• GIVEN TASK:
Reproduce every line of the material below word for word.

== PROVIDED RECORDS ==

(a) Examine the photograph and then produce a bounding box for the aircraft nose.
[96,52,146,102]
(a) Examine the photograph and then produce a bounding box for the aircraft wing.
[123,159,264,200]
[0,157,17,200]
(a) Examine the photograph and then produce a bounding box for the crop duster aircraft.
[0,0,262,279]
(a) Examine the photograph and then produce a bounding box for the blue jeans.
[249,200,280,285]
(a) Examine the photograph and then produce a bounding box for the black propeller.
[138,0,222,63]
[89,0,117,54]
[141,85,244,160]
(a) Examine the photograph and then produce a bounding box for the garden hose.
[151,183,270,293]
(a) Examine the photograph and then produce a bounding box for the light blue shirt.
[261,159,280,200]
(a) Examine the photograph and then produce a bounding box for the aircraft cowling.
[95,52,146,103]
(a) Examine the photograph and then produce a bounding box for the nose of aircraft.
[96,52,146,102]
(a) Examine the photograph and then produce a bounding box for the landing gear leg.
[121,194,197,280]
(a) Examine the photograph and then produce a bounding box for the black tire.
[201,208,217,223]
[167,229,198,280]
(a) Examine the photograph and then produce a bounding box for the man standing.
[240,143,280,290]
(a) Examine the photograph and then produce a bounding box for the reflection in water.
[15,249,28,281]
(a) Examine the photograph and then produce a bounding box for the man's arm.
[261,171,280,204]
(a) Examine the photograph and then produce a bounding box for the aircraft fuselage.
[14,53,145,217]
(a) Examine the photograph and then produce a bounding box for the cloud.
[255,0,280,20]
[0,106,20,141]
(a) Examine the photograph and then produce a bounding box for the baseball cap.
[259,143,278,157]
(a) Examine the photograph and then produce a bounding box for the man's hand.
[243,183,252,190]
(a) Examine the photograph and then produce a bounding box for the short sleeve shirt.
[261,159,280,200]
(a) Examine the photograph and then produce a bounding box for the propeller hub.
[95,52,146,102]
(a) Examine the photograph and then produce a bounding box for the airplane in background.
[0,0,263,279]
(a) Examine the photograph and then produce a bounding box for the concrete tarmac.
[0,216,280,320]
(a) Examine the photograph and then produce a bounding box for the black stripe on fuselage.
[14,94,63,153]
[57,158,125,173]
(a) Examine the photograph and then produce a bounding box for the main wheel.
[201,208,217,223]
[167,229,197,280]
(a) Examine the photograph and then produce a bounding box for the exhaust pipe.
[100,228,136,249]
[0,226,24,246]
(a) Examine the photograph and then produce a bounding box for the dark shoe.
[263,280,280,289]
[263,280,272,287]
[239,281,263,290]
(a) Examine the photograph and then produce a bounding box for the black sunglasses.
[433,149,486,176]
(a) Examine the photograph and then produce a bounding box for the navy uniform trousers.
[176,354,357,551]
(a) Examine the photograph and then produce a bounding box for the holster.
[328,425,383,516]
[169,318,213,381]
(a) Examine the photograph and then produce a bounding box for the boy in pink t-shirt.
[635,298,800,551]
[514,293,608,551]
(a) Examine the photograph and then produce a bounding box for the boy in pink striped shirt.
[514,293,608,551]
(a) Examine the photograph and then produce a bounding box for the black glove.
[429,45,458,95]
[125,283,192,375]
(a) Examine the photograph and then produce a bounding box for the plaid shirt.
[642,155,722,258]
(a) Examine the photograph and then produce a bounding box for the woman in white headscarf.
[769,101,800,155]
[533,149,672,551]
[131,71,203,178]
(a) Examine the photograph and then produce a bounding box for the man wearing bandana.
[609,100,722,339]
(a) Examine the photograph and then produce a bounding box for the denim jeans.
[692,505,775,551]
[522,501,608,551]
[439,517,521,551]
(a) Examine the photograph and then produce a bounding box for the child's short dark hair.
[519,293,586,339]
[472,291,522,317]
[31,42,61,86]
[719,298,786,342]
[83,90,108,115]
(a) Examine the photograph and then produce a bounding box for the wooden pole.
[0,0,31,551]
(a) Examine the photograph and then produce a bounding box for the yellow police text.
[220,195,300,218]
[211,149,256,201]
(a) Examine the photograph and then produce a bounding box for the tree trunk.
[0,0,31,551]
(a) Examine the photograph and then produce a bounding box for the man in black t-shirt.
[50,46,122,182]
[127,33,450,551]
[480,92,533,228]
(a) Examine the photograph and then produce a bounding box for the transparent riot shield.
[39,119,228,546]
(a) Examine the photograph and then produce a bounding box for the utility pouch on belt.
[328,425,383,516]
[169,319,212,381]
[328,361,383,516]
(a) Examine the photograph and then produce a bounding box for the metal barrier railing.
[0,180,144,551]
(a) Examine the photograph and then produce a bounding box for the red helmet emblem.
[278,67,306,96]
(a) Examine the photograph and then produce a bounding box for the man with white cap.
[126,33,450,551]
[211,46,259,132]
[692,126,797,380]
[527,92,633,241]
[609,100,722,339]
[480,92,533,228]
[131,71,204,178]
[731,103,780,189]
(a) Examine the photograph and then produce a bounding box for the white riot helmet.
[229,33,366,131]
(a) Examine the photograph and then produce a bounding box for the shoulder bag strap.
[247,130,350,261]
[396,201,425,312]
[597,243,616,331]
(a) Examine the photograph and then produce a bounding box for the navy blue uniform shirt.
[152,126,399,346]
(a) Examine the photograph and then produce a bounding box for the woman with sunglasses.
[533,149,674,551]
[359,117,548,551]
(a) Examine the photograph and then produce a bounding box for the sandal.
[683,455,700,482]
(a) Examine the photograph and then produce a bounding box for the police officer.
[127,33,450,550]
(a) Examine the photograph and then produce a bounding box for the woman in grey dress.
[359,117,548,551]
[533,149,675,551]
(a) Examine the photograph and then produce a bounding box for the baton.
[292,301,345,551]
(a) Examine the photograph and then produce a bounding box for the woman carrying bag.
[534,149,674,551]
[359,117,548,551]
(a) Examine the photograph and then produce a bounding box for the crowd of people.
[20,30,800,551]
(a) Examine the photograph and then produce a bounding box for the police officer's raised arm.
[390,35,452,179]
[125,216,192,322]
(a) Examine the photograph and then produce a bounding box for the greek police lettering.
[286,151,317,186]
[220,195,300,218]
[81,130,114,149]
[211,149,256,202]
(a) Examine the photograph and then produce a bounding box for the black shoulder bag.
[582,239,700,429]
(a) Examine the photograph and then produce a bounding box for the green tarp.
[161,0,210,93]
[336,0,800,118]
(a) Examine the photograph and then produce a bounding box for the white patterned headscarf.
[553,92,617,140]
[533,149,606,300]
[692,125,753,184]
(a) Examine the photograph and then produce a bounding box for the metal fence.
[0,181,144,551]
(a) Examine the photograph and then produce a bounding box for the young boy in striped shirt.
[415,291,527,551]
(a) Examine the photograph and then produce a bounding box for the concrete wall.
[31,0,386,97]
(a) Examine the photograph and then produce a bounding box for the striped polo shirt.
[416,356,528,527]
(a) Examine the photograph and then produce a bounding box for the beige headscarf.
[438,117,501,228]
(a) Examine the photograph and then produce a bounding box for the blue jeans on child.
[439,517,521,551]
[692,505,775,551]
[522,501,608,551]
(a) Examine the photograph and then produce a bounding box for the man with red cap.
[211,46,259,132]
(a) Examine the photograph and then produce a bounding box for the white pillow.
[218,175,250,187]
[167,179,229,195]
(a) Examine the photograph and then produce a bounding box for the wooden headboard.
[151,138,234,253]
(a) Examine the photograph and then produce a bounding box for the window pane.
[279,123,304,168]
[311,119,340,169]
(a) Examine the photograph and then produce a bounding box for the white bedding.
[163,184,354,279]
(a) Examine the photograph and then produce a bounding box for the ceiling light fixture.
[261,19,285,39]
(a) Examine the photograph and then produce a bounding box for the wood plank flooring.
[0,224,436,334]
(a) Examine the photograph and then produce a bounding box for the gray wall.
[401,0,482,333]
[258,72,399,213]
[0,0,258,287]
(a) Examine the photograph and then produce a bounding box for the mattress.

===

• RESPONSE TO THIS EXERCISE:
(a) Examine the photograph and then produce a bounding box for the aircraft nose.
[96,52,146,102]
(a) Examine the photograph and then produce a bounding box for the aircraft wing.
[123,159,264,200]
[0,157,17,200]
(a) Examine the photograph and then produce a bounding box for the crop duster aircraft.
[0,0,262,279]
(a) Examine the photograph and then produce a bounding box for the blue jeans.
[249,200,280,285]
(a) Examine the photograph and then produce a bounding box for the black propeller.
[138,0,222,63]
[89,0,117,54]
[141,85,244,160]
(a) Examine the photograph and then produce a bounding box for the garden hose.
[151,183,270,293]
(a) Examine the photograph and then produce a bounding box for the light blue shirt.
[261,159,280,200]
(a) Examine the photograph and then produce a bounding box for the aircraft cowling.
[95,52,146,103]
(a) Examine the photograph and then produce a bounding box for the nose of aircraft.
[96,52,146,102]
(a) Examine the photograph and then produce a bounding box for the landing gear leg.
[121,194,197,280]
(a) Examine the photograph and then produce a bounding box for the black tire.
[201,208,217,223]
[167,229,198,280]
(a) Examine the photograph and then produce a bounding box for the man standing.
[240,143,280,290]
(a) Examine the photograph and then produce a bounding box for the reflection in water.
[15,249,28,281]
(a) Examine the photograph and then produce a bounding box for the man's arm.
[261,171,280,204]
(a) Examine the photograph and then produce a bounding box for the aircraft fuselage.
[14,53,145,217]
(a) Examine the photograph and then produce a bounding box for the cloud.
[255,0,280,20]
[0,106,20,141]
(a) Examine the photograph and then produce a bounding box for the baseball cap.
[259,143,278,157]
(a) Examine the photograph and then produce a bounding box for the man's hand.
[243,183,252,190]
(a) Examine the photograph and then produce a bounding box for the short sleeve shirt.
[261,159,280,200]
(a) Examine the photograph and then produce a bounding box for the propeller hub.
[95,52,146,102]
(a) Examine the photograph and then produce a bounding box for the airplane in background.
[0,0,263,279]
(a) Examine the photograph and then produce a bounding box for the concrete tarmac.
[0,216,280,320]
(a) Examine the photograph and then produce a bounding box for the black stripe on fuselage.
[14,94,63,153]
[57,158,125,173]
(a) Examine the photograph and then produce a bounding box for the main wheel.
[201,208,217,223]
[167,229,197,280]
(a) Examine the photograph and then produce a bounding box for the exhaust pipe.
[100,228,136,249]
[0,226,24,246]
(a) Examine the photograph and then produce a bounding box for the dark shoe.
[263,280,280,289]
[263,280,272,287]
[239,281,263,290]
(a) Examine the photograph and then produce a bounding box for the black sunglasses.
[433,149,486,176]
(a) Examine the photograph and then produce a bounding box for the navy uniform trousers.
[176,354,357,551]
(a) Examine the photograph and then produce a bounding box for the holster.
[328,425,383,516]
[169,318,213,381]
(a) Examine the photograph and then produce a bounding box for the boy in pink t-shirt.
[635,298,800,551]
[514,293,608,551]
(a) Examine the photograph and then produce a bounding box for the boy in pink striped shirt.
[514,293,608,551]
(a) Examine the photograph and then produce a bounding box for the black glove.
[429,45,458,95]
[125,283,192,375]
(a) Examine the photograph and then produce a bounding box for the plaid shirt.
[642,155,722,258]
(a) Examine the photograph and then produce a bounding box for the woman in white headscarf.
[769,101,800,155]
[533,149,672,551]
[131,71,203,178]
(a) Examine the photograph and then produce a bounding box for the man wearing bandana.
[609,100,722,339]
(a) Examine the photograph and then produce a bounding box for the denim jeans.
[692,505,775,551]
[522,501,608,551]
[439,517,521,551]
(a) Examine the photograph and then produce a bounding box for the child's short dark hair.
[519,293,586,339]
[472,291,522,317]
[31,42,61,86]
[719,298,786,342]
[83,90,108,115]
(a) Examine the photograph and then produce a bounding box for the wooden pole.
[0,0,31,551]
(a) Examine the photograph and then produce a bounding box for the yellow police text.
[220,195,300,218]
[211,149,256,201]
(a) Examine the photograph and then produce a bounding box for the tree trunk.
[0,0,31,551]
(a) Examine the photograph and then produce a bounding box for the man in black t-shirt.
[50,46,122,182]
[127,33,450,551]
[480,92,533,228]
(a) Examine the photograph and then produce a bounding box for the transparent riot shield.
[39,119,228,546]
(a) Examine the photograph and then produce a bounding box for the utility pouch on belt.
[328,425,383,516]
[169,319,212,381]
[328,361,383,516]
(a) Examine the photograph and then produce a bounding box for the metal barrier railing.
[0,180,144,551]
(a) Examine the photograph and then produce a bounding box for the red helmet emblem.
[278,67,306,96]
(a) Examine the photograph and then produce a bounding box for the man with white cap.
[126,33,450,551]
[211,46,259,132]
[692,126,797,380]
[527,92,633,241]
[609,100,722,339]
[480,92,533,228]
[131,71,204,178]
[731,103,780,189]
(a) Examine the photograph and then produce a bounding box for the white riot helmet.
[229,33,366,131]
(a) Examine the photograph and then produce a bounding box for the shoulder bag strap.
[247,130,350,261]
[396,201,425,312]
[597,243,616,331]
(a) Examine the photograph and then produce a bounding box for the navy blue uniform shirt.
[152,126,399,346]
(a) Examine the photograph and then produce a bounding box for the woman with sunglasses.
[533,149,674,551]
[359,117,548,551]
(a) Examine the photograph and then produce a bounding box for the sandal.
[683,455,700,482]
(a) Examine the photograph and then produce a bounding box for the police officer.
[127,33,450,550]
(a) Examine the photograph and then produce a bounding box for the woman in grey dress.
[359,117,548,551]
[533,149,675,551]
(a) Examine the photograph and then produce a bounding box for the baton.
[292,301,345,551]
(a) Examine the photograph and then produce a bounding box for the woman carrying bag.
[534,149,674,551]
[359,117,548,551]
(a) Examine the photograph and then produce a bounding box for the crowd of people.
[20,30,800,551]
(a) Examine the photograph and then produce a bounding box for the police officer's raised arm.
[390,35,452,179]
[125,216,192,322]
(a) Examine the photograph and then produce a bounding box for the greek police lettering.
[286,151,317,186]
[220,195,300,218]
[81,130,114,149]
[211,149,256,202]
(a) Examine the photograph and then produce a bounding box for the black shoulder bag.
[582,239,700,429]
(a) Examine the photograph and then produce a bounding box for the green tarp.
[161,0,210,93]
[336,0,800,118]
(a) Examine the photograph and then produce a bounding box for the white patterned headscarf.
[553,92,617,140]
[533,149,606,300]
[692,125,753,184]
(a) Examine the photograph and then produce a bounding box for the metal fence.
[0,181,144,551]
(a) Examine the photograph and then produce a bounding box for the young boy in striped shirt.
[415,291,527,551]
(a) Examine the photograph and then produce a bounding box for the concrete wall.
[31,0,386,97]
(a) Examine the photograph and then produce a bounding box for the striped polo shirt.
[416,356,528,527]
(a) Examine the photograph and then produce a bounding box for the beige headscarf.
[438,117,501,228]
(a) Examine the photograph and then produce a bounding box for the blue jeans on child.
[439,517,521,551]
[692,505,775,551]
[522,501,608,551]
(a) Examine the photograph and then produce a bounding box for the man with red cap.
[211,46,259,132]
(a) Examine the photograph and then produce a bounding box for the white pillow.
[218,175,250,187]
[167,179,229,195]
(a) Examine the photograph and then produce a bounding box for the wooden headboard.
[151,138,234,253]
(a) Examine the photograph and then produce a bounding box for the window pane.
[279,123,304,168]
[311,119,340,169]
(a) Examine the photograph and then produce a bounding box for the white bedding.
[163,184,354,279]
(a) Examine the photograph and then produce a bounding box for the ceiling light fixture.
[261,19,285,39]
(a) Examine the photograph and then produce a bounding box for the wood plank flooring.
[0,224,436,334]
(a) Examine the photograph and then produce a bounding box for the gray wall.
[401,0,482,333]
[258,72,399,213]
[0,0,258,287]
(a) Examine the photograph and then produce a bounding box for the mattress.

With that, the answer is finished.